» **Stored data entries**

────────────────

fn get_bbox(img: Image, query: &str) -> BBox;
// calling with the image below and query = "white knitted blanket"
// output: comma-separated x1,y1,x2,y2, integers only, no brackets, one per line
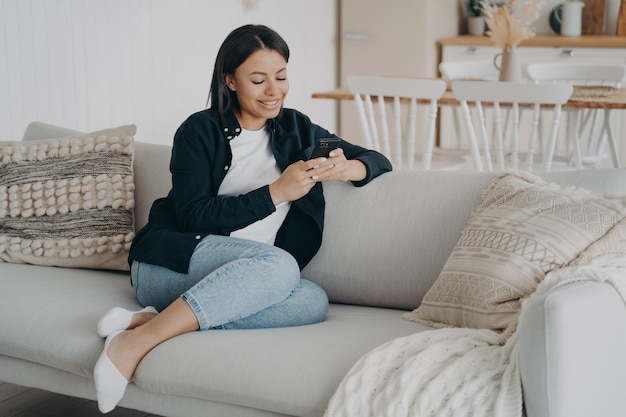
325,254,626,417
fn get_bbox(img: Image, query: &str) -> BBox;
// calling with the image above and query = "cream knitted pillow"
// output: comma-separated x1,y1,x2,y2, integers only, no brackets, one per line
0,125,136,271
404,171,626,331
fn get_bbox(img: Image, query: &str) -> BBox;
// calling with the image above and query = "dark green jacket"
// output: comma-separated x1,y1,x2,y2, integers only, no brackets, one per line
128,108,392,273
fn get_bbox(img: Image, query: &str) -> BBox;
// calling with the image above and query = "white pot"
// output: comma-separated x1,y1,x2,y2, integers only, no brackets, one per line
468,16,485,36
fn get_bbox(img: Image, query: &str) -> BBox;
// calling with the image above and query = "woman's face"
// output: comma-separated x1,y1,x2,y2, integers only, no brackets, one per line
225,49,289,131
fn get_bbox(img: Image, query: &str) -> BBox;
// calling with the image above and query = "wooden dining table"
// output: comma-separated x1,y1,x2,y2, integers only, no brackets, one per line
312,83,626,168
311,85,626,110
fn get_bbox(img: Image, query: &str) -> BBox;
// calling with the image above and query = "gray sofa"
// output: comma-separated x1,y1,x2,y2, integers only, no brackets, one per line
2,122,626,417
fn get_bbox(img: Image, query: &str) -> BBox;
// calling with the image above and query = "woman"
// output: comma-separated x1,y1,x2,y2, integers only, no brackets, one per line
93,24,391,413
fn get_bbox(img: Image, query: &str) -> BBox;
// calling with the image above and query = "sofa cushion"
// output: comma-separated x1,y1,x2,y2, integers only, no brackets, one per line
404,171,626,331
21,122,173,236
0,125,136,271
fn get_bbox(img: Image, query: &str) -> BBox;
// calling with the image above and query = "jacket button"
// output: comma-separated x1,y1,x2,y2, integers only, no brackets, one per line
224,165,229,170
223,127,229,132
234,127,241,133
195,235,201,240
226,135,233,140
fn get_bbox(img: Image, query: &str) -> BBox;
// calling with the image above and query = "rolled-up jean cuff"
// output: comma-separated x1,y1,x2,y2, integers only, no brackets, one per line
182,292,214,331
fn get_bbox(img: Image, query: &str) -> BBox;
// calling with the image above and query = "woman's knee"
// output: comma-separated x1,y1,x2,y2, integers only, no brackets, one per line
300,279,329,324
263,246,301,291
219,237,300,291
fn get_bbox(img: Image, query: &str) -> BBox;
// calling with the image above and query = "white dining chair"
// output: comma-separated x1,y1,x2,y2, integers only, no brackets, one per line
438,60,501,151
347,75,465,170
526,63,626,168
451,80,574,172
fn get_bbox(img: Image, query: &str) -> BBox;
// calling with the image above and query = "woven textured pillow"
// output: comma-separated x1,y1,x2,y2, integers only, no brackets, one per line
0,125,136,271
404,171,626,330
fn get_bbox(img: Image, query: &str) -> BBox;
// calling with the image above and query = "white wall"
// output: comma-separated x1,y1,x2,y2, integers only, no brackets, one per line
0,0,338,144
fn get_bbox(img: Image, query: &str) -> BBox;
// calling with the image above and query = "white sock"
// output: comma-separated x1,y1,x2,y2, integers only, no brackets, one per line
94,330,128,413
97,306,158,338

────────────────

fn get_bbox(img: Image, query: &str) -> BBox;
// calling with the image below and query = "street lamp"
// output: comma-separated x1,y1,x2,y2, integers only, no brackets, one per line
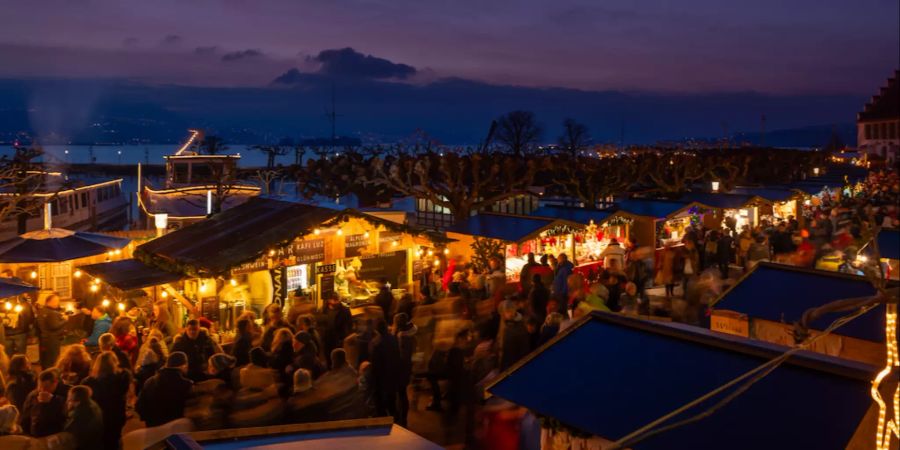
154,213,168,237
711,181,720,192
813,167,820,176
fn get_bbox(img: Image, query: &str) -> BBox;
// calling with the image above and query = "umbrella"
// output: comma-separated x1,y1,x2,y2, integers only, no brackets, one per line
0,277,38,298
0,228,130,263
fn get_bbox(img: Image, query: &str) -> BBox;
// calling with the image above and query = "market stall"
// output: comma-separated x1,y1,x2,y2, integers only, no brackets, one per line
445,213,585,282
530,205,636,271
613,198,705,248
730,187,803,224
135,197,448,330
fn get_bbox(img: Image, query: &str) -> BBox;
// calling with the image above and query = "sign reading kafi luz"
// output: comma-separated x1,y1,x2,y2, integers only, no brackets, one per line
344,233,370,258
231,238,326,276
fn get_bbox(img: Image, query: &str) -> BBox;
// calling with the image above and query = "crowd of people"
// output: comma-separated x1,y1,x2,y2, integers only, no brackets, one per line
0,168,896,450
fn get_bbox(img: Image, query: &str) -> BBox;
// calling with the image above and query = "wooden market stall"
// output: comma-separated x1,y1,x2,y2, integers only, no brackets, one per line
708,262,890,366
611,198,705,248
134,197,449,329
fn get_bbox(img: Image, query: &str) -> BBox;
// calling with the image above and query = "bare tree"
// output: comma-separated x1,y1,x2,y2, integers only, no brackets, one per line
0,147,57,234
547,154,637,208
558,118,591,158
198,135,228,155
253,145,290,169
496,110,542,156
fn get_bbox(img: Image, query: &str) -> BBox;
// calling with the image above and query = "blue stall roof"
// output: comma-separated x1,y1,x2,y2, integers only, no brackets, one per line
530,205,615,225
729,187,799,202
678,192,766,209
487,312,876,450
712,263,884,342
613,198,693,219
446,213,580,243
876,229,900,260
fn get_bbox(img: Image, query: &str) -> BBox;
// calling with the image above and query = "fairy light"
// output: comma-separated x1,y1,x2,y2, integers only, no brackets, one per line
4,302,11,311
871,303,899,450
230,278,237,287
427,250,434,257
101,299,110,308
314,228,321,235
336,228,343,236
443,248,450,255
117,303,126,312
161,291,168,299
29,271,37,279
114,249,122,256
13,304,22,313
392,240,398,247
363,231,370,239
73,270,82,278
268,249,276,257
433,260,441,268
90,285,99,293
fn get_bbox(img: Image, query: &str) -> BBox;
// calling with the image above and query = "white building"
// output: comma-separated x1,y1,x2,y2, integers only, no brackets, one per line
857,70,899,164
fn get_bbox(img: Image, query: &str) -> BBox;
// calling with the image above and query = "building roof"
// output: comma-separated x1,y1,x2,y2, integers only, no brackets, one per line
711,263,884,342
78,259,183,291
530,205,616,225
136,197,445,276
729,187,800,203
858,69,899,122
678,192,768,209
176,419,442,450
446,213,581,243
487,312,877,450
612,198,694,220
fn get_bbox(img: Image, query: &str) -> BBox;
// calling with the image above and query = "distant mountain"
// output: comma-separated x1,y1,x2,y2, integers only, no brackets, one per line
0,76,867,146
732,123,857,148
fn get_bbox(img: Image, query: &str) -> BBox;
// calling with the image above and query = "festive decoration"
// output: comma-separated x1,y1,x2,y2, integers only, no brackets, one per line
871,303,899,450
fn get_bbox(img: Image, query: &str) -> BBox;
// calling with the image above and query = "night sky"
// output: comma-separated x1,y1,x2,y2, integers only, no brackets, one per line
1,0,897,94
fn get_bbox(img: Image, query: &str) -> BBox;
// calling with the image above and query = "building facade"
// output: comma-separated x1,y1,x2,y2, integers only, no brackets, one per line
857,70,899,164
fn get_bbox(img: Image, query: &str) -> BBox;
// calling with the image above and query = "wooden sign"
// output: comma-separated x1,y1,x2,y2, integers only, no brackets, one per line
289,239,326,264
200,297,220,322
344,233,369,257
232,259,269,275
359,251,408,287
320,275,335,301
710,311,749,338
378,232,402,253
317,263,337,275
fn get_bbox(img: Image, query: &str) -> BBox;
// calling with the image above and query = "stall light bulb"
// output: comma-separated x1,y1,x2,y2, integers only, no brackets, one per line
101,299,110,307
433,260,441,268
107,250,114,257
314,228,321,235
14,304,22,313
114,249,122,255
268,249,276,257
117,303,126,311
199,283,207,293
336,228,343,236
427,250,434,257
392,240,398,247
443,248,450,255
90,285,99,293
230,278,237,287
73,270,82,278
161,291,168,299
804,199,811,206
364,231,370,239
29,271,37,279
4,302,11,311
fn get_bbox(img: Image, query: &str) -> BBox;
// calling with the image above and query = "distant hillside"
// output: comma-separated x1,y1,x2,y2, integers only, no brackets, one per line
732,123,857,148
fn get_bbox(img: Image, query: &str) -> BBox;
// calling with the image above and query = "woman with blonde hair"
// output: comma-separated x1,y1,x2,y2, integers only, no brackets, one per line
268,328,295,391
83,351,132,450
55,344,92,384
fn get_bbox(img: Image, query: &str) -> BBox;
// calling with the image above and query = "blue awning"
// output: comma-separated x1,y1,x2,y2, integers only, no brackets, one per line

────────────────

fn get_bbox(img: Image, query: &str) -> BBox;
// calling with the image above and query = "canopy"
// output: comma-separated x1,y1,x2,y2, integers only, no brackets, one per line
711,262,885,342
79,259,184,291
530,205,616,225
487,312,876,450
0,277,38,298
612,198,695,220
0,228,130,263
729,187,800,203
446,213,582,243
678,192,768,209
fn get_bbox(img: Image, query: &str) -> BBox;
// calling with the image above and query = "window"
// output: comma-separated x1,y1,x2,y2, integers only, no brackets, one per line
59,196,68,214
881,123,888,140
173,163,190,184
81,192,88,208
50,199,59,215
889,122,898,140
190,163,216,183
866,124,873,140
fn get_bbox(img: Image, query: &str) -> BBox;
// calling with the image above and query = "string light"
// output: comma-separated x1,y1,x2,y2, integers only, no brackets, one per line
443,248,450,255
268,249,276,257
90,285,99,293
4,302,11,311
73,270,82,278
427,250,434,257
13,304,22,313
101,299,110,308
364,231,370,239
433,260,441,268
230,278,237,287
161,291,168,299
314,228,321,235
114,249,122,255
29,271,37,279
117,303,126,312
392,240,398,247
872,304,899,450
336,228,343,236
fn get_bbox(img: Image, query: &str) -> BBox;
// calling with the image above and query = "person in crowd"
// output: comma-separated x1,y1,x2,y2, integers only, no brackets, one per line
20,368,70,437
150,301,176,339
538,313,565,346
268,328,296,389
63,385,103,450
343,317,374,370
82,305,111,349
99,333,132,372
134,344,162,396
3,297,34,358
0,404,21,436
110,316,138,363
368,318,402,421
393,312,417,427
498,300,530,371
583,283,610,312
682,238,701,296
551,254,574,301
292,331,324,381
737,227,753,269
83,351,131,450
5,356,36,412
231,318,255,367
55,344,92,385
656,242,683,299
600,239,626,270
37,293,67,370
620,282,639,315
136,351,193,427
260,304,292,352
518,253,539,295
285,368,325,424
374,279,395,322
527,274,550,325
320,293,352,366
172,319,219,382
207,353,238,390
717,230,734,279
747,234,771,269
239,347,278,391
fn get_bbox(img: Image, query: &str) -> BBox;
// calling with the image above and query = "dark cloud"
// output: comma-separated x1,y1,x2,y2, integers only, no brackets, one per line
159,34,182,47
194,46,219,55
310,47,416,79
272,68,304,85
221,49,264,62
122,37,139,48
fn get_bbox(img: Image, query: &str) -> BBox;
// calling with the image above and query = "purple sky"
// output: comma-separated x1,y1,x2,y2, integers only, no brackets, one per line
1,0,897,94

────────────────

Copy out all the lines of the records that include "distant".

» **ANSWER FOR THE TASK**
// calling with the image above and query = "distant mountain"
// calling with the image above and query = "distant hillside"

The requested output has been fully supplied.